* [PROVIDED DATA]:
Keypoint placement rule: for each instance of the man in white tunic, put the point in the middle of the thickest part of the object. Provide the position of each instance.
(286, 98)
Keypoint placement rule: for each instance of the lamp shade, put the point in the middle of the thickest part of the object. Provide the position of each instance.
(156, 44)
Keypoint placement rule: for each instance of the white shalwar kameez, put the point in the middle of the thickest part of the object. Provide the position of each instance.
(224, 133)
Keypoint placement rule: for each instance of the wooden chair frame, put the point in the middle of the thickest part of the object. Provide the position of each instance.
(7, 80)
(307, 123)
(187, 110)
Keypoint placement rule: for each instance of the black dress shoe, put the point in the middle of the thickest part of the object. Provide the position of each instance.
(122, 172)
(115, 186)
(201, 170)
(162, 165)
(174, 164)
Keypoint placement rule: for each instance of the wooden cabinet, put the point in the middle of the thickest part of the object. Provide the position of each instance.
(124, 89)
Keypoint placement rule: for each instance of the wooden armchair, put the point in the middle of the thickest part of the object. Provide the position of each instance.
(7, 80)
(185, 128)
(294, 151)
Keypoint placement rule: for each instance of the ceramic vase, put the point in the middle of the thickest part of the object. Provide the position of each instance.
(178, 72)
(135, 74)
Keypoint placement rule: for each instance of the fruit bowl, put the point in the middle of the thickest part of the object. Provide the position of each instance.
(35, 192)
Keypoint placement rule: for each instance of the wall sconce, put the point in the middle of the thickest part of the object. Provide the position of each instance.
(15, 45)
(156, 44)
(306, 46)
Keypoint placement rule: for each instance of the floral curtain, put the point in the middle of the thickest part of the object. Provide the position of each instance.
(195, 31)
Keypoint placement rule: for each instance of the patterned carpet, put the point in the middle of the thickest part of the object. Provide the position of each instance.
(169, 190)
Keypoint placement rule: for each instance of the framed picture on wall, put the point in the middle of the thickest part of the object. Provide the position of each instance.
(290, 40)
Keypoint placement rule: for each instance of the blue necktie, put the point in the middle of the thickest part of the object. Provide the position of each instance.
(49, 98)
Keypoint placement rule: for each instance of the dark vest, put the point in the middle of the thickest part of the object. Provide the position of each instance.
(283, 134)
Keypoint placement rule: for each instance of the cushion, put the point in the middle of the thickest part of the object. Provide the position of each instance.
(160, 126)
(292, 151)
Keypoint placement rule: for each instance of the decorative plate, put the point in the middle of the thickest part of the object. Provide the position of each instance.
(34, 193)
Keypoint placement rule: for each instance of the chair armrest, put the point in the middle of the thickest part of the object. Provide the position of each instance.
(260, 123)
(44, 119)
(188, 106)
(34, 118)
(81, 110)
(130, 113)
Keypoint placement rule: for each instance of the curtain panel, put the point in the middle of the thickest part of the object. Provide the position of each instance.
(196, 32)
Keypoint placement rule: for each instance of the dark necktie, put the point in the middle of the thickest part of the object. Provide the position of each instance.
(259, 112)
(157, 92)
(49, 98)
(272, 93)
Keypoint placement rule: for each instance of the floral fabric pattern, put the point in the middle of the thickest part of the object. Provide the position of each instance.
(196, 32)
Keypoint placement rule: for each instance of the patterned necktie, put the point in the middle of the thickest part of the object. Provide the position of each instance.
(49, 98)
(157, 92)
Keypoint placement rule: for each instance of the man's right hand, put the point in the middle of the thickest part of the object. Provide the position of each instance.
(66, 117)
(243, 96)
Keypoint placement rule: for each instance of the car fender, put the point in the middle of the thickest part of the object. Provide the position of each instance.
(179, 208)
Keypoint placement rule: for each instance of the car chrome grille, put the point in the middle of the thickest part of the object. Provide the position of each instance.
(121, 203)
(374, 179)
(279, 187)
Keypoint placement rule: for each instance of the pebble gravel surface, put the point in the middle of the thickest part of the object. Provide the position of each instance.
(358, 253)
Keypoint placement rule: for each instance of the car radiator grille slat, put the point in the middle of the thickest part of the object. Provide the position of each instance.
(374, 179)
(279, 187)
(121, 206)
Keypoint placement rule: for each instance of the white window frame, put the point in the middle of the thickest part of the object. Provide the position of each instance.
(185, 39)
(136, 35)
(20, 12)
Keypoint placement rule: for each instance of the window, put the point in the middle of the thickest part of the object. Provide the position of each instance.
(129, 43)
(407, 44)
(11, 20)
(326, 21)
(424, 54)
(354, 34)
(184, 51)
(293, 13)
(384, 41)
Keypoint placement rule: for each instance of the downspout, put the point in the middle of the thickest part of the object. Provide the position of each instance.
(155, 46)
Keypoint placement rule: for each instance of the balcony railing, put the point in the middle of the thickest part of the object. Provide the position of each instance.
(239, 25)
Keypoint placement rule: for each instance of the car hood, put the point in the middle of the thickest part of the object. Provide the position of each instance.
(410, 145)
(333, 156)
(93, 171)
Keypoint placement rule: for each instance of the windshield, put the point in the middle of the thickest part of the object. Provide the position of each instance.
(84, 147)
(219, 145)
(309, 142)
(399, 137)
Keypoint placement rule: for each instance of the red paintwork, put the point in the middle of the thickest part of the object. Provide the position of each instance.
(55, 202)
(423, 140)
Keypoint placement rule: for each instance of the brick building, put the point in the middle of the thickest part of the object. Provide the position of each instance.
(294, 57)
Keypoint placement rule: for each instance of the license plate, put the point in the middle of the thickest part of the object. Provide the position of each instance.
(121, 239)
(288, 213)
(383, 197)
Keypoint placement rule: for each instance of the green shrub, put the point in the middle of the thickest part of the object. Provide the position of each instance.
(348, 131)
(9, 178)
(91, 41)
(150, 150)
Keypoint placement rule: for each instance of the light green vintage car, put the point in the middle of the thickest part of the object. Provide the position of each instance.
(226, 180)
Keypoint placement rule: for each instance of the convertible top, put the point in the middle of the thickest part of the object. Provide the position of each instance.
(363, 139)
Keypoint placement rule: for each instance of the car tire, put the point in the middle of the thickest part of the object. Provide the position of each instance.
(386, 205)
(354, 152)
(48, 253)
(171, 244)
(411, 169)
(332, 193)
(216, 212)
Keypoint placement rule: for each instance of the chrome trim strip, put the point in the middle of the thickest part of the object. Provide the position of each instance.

* [EXERCISE AIM]: Copy out every one of the records above word for word, with no changes.

* [TASK ANSWER]:
Keypoint placement rule: for each instance of the man in white tunic, put the point in the middle of the thickest part of the object. Provide the position of each instance.
(286, 98)
Keypoint placement rule: for each instance of the lamp shade, put the point in the middle of the thickest part of the object. Provide the position of each instance.
(156, 44)
Keypoint placement rule: for each instance of the white shalwar kameez, put the point in the middle of the thickest part of the object. Provide the position of each instance.
(224, 133)
Keypoint placement rule: for each instance of the wooden chair frame, put the point in the middle of the thickest part of the object. Provide the position of each instance.
(7, 80)
(307, 123)
(187, 110)
Keypoint placement rule: for each instance of the black dress shoe, put the point in the middle of the thickest part of the object. Provide the position of each instance.
(122, 172)
(115, 186)
(201, 170)
(162, 165)
(174, 164)
Keypoint placement rule: for each instance of the wooden cabinet, put the point in the middle of the thickest part of the object. Provide the position of each instance.
(124, 89)
Keypoint placement rule: for each instance of the wooden armchair, put the point in the middle of the thickest part of the object. Provide the position of each instance.
(7, 80)
(185, 128)
(294, 151)
Keypoint placement rule: for each instance of the ceramic vase, put the point in the middle of the thickest part of the object. Provide the position of each instance.
(178, 72)
(135, 74)
Keypoint placement rule: for each instance of the fruit bowl, put the point in the middle of the thickest part of the object. Provide the position of each instance.
(35, 192)
Keypoint placement rule: for each instance of the wall sconce, put the point in the middle of the thickest part of the object. Provide the position of each instance.
(15, 45)
(156, 44)
(306, 46)
Keypoint placement rule: for each instance of the floral curtain, put the point in the middle of the thickest part of the object. Provide the position of each instance.
(195, 31)
Keypoint placement rule: for each instance of the patterned carpet, put the point in the middle of the thickest part of the object. Provide the position of each instance.
(169, 190)
Keypoint placement rule: for each instance of the framed picture on wall, put the point in the middle of the thickest part of the object. Provide the position of each instance.
(290, 40)
Keypoint placement rule: for each instance of the blue necktie, put the point in the middle of the thickest part of the object. Provide the position of each instance.
(49, 98)
Keypoint placement rule: for each instance of the dark vest, put the point in the middle of the thickest part of the object. Provide the position of each instance.
(283, 134)
Keypoint placement rule: for each instance of the cushion, put the point in the middle of the thickest part of the object. Provide the position of each instance.
(160, 126)
(292, 151)
Keypoint placement rule: for each instance of the decorative plate, put the point in the middle of the thickest part of the object. Provide the position of each instance.
(34, 193)
Keypoint placement rule: for each instance of the chair armrest, put the point in the middle of the thickest part of the object. Provide the position of each instance.
(260, 123)
(44, 119)
(188, 106)
(34, 118)
(81, 110)
(130, 113)
Keypoint placement rule: for each instance of the curtain panel, put the point in the middle of the thickest part of the object. Provide the position of each instance.
(196, 32)
Keypoint placement rule: for each instance of the dark necktie, put the point in the middle of the thickest part of the object. Provide the position of each instance.
(259, 112)
(157, 92)
(49, 98)
(272, 93)
Keypoint placement rule: for each instance of the floral fabric pattern, put the point in the middle of the thickest part of the object. Provide the position of each instance.
(196, 32)
Keypoint placement rule: for each instance of the patterned necktie, put the point in the middle of the thickest part of the object. Provide the position of each instance.
(49, 98)
(157, 92)
Keypoint placement rule: for each instance of the man's right hand, put the point in the middle of the thickest part of the object. Provide the position of each instance.
(66, 117)
(243, 96)
Keypoint placement rule: for each instance of the car fender, put the point in the middle of the thickest part of the object. Provide the position of each instance.
(179, 208)
Keypoint placement rule: for each instance of the car chrome grille, put the point in the middle of the thickest part of the object. Provide the position of each instance.
(121, 203)
(374, 179)
(279, 187)
Keypoint placement rule: for each instance of the pebble gravel surface, put the point in the middle of the thickest part of the object. Provide the position of each instance.
(358, 253)
Keypoint placement rule: for each instance of the car radiator grille slat, put the point in the middle of the thickest part of the object. Provide the position of each instance.
(374, 179)
(279, 187)
(121, 206)
Keypoint placement rule: for each instance of the white window frame, put the point in the middle of the thickest part of the object. Provide the position of each instance.
(185, 39)
(136, 35)
(20, 12)
Keypoint placement rule: for each instance of the window, put the point in the middle of the thickest part of the object. Provide the position of each instance.
(129, 43)
(407, 44)
(11, 20)
(326, 21)
(424, 54)
(354, 34)
(184, 51)
(293, 13)
(384, 41)
Keypoint placement rule: for each instance of the downspout, put the point in the middle of the thickest part of the object. Provide the position of each instance.
(155, 46)
Keypoint placement rule: for each instance of the balcony railing, put the point in the middle of the thickest part of the object. Provide the position of each instance.
(239, 25)
Keypoint placement rule: for each instance of the car hood, put the point in the middle of the thickest part of the object. Provide the position of each instance.
(410, 145)
(333, 156)
(93, 171)
Keypoint placement rule: for each instance of the windshield, put the point in the middle of the thickest part of the object. Provide the position of each instance.
(84, 147)
(219, 145)
(309, 142)
(399, 137)
Keypoint placement rule: for each instance of the red paintwork, put the point in the middle of the thickest part of the object. Provide the position of each instance.
(55, 202)
(423, 140)
Keypoint placement rule: for each instance of the brick building, put the point in the middle of the thickest part of the object. Provide the position of each instance.
(294, 57)
Keypoint placement rule: for each instance of the license plate, put the point in the middle of the thickest part of the object. Provide the position of each instance.
(121, 239)
(288, 213)
(383, 197)
Keypoint placement rule: for each instance of the green shrub, put the point in the middle of the thickest part of the object. Provide the position of each instance.
(348, 131)
(9, 178)
(91, 41)
(150, 150)
Keypoint placement rule: for each instance of the light green vintage car, put the point in the middle of the thickest part of the object. Provide the position of each instance.
(226, 180)
Keypoint placement rule: for each instance of the convertible top, put the point in the middle of the thickest part of the object. Provide the position of each instance.
(363, 139)
Keypoint placement rule: for each instance of the car tire, put the point in the middle of the thickest part of the object. Provide the position of each instance.
(386, 205)
(354, 152)
(48, 253)
(171, 244)
(411, 169)
(332, 193)
(216, 212)
Keypoint placement rule: for each instance of the chrome trim strip, put the point in the middle of the thickest part of the object. Provide the position of each instance.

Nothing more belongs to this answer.